* [INSTRUCTION]: From the items below, extract every line that contains the string "grill", copying each such line in full.

(Point placement records)
## Begin

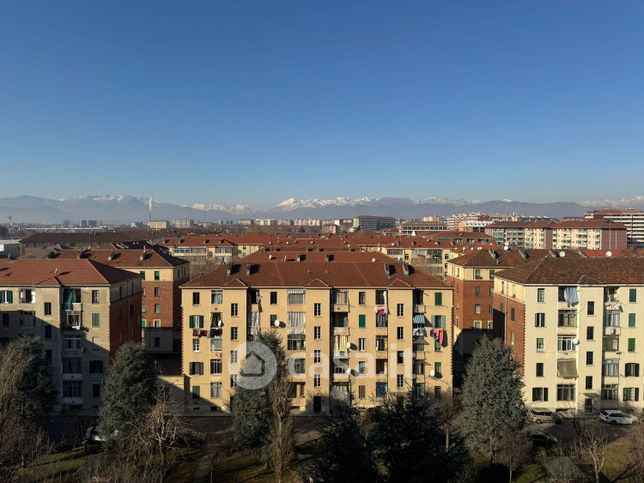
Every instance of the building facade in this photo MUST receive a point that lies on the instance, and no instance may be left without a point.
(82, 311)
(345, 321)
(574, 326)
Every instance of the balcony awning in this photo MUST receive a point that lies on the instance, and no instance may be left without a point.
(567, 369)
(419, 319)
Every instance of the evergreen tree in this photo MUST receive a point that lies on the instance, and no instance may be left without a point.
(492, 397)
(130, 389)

## End
## Begin

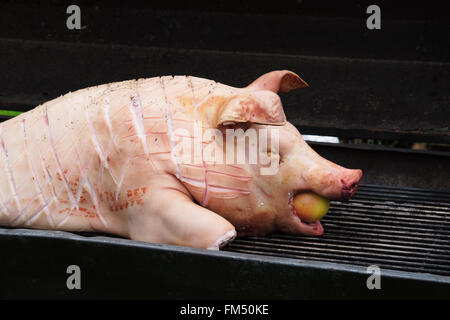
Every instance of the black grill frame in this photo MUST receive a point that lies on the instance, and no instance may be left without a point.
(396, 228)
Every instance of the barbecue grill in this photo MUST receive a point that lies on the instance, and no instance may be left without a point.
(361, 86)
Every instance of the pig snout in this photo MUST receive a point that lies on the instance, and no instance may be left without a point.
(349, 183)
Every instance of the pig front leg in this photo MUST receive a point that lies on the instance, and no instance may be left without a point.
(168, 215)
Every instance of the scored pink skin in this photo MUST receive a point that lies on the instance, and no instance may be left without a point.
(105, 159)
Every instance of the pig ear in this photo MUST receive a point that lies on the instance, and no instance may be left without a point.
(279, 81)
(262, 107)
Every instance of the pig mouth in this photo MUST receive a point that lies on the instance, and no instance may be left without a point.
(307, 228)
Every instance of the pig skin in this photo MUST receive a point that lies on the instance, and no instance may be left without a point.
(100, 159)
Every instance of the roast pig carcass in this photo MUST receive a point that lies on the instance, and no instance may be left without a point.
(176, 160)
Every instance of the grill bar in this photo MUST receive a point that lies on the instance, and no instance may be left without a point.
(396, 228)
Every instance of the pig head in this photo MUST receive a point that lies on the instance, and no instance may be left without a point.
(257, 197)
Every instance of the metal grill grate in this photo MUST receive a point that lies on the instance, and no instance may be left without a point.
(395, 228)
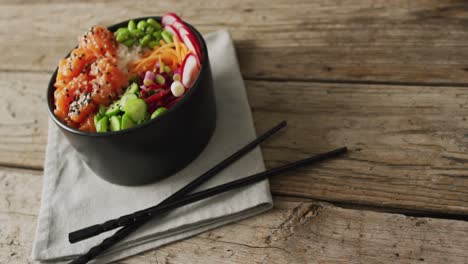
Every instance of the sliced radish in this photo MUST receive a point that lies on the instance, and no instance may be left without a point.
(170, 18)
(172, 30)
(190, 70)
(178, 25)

## End

* [COMPLETE OUTPUT]:
Every instance of the black grill frame in this photo MUST receive a point that lies on the instance, and no instance may be left without a point.
Every instance of the barbecue grill in this photo MUST receive a point that lies on the instance, and no instance may be left without a point.
Every instance of the grill bar in this photo MUST receive a point that lies on the instance, and no instance may be left without a point.
Every instance of the metal grill grate in this photo MUST receive a point that lies on the instance, and no instance may be left without a point.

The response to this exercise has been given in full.